● Given information:
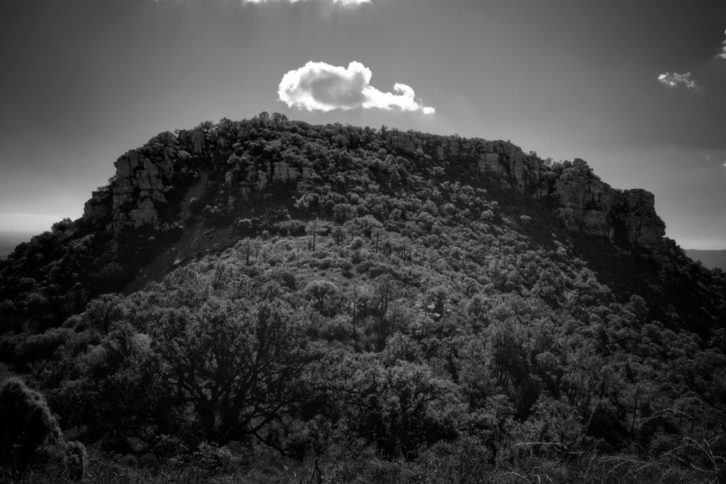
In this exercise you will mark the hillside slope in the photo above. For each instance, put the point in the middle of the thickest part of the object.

---

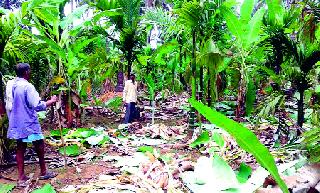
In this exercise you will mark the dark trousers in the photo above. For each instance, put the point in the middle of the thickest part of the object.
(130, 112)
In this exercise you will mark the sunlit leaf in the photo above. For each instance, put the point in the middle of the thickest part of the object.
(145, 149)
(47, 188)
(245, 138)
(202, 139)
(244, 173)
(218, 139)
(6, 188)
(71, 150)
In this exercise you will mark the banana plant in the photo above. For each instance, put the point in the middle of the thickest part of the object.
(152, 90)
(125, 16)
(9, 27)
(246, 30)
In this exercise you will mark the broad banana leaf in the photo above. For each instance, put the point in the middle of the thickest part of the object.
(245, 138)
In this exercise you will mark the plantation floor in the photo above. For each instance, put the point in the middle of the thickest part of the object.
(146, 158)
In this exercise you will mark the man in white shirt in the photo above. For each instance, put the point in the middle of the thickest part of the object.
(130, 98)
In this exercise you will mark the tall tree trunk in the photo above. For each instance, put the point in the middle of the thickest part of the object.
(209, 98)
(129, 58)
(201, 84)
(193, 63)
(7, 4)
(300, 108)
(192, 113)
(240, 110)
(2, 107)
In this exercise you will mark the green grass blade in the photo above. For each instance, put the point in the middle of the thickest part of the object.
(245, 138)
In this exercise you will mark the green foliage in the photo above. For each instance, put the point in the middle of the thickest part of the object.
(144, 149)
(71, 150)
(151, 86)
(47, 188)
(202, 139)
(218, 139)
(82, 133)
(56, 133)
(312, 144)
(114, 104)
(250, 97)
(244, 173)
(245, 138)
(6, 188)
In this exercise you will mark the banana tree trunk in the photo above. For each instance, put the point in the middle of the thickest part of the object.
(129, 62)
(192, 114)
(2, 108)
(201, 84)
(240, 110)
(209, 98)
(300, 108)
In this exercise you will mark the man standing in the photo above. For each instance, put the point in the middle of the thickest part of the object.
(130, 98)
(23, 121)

● Task instructions:
Locate every line in the material above that contains the word "tree" and copy each of those lines in full.

● Final answer:
In this exercise you will mark the tall tree trunk in the photo above. For each instance, put the point in the middle of the thickest part of the object.
In this exercise you will mark the banana tree trunk in the photo above. For each instance, put the point in the middle of the thickest part of the object.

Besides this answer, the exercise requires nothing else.